#### WHAT YOU WILL DO:
Begin with the line containing "fill: even-odd" and copy each line exactly through the last line of the entries, inclusive.

#### LISTED ENTRIES:
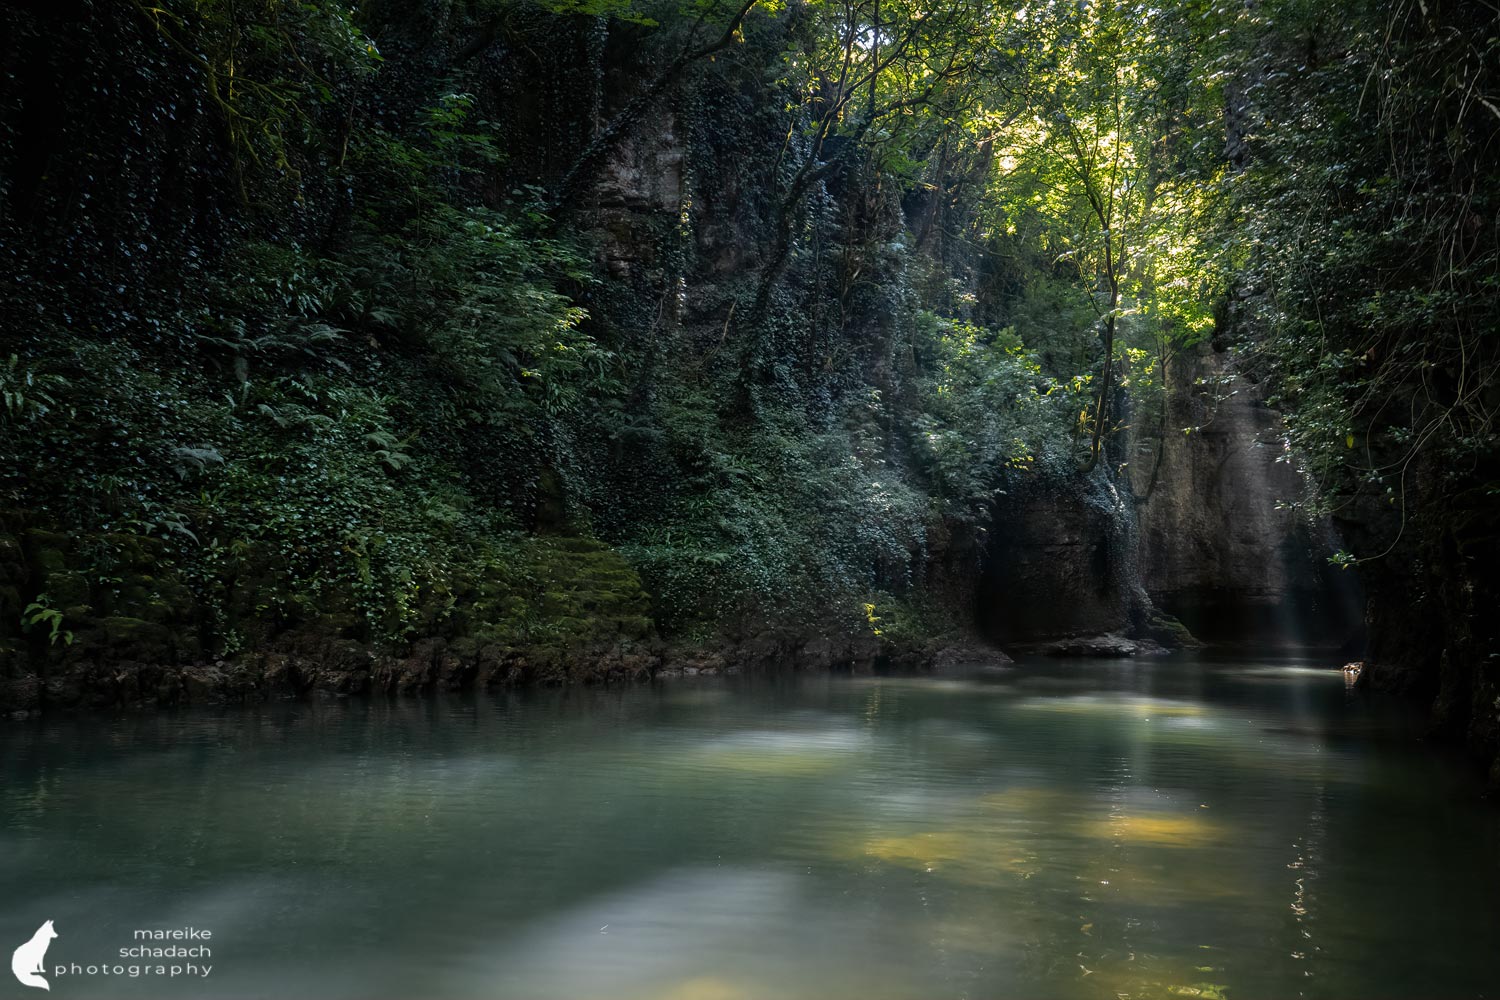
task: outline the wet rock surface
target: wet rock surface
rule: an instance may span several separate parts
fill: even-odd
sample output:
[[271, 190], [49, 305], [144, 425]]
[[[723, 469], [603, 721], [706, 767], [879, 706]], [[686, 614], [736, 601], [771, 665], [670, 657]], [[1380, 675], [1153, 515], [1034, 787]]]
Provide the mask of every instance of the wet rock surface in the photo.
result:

#### RESPONSE TO THE EXERCISE:
fill: even-odd
sample output:
[[271, 190], [49, 305], [144, 425]]
[[[723, 469], [603, 721], [706, 767], [879, 706]], [[686, 614], [736, 601], [771, 665], [670, 657]], [[1380, 675], [1153, 515], [1034, 787]]]
Provide the mask of every instance of the wet rock surface in the photo.
result:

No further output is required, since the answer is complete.